- **Conjunto de tarefas**:
**1.** Responda às perguntas abaixo com base no trecho sobre o livre-pensamento.
(a) O que se espera que aconteça com todas as crenças religiosas?
(b) A que fase o trecho atribui os bons resultados que a fé religiosa obteve em determinadas épocas e lugares?
(c) Segundo o trecho, quando o pensamento é "livre"?
**2.** Continue o trecho sobre o livre-pensamento a partir da última frase apresentada, mantendo o mesmo tom e o mesmo assunto.

- **Trecho do documento**:
_ _ _
Não quero minimizar a importância do livre-pensamento nesse sentido. Sou um dissidente de todas as religiões conhecidas e espero que todas as crenças religiosas desapareçam. Não creio que, em última análise, a fé religiosa tenha sido uma força positiva. Apesar de estar preparado para admitir que em determinadas épocas e lugares ela obteve bons resultados, considero esse fato como pertencente aos primórdios da razão humana e a um estágio de desenvolvimento que agora estamos amadurecendo.

Quando dizemos que algo é “livre”, nosso significado não é preciso, a menos que possamos descrever de que é livre. Qualquer que seja ou quem quer que seja “livre” não está sujeito a uma certa coerção externa e, para se exato, devemos explicar esse tipo de coerção. Por conseguinte, o pensamento é “livre” quando está liberto de determinados tipos de controle externo que estão com frequência presentes. Alguns desses controles que devem estar ausentes para que o pensamento seja “livre” são óbvios, mas outros são mais sutis e elusivos.
_ _ _
- **Bloco de dados**:
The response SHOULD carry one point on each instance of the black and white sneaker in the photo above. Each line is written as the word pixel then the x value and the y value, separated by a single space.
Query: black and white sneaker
_ _ _
- **Respostas finais**:
**1.**
(a) Espera-se que todas as crenças religiosas desapareçam.
(b) O trecho atribui esses resultados aos primórdios da razão humana e a um estágio de desenvolvimento que agora estamos amadurecendo.
(c) O pensamento é "livre" quando está liberto de determinados tipos de controle externo que estão com frequência presentes.

**2.**
Iniciaremos pelos mais óbvios: o pensamento não é “livre” quando acarreta penalidades legais manter ou não certas opiniões, ou exprimir a crença pessoal ou a ausência dela em determinados assuntos. Mas pouquíssimos países no mundo têm esse tipo elementar de liberdade. Na Inglaterra, sob as leis da blasfêmia, é ilegal expressar a descrença da religião cristã, embora na prática a lei não seja aplicada a pessoas abastadas. É também ilegal ensinar o que Cristo pregou em relação à não resistência. Portanto, qualquer pessoa que não queira se tornar um criminoso deve professar sua concordância quanto à pregação de Cristo, mas deve evitar dizer em que consiste esse ensinamento.[...]

É evidente que a condição mais elementar para o pensamento ser livre é a ausência de penalidades legais para a expressão de opiniões. Contudo, nenhum grande país atingiu esse nível, embora muitos pensem que o alcançaram. As opiniões que ainda são perseguidas vão de encontro à maioria como tão monstruosas e imorais que o princípio geral de tolerância não pode ser aplicado a elas. Mas isso é exatamente o mesmo ponto de vista que deu origem às torturas da inquisição. Houve época em que o protestantismo era visto da mesma forma maligna com o bolchevismo é agora. Por favor, não infira a partir dessa observação que eu sou protestante ou bolchevique.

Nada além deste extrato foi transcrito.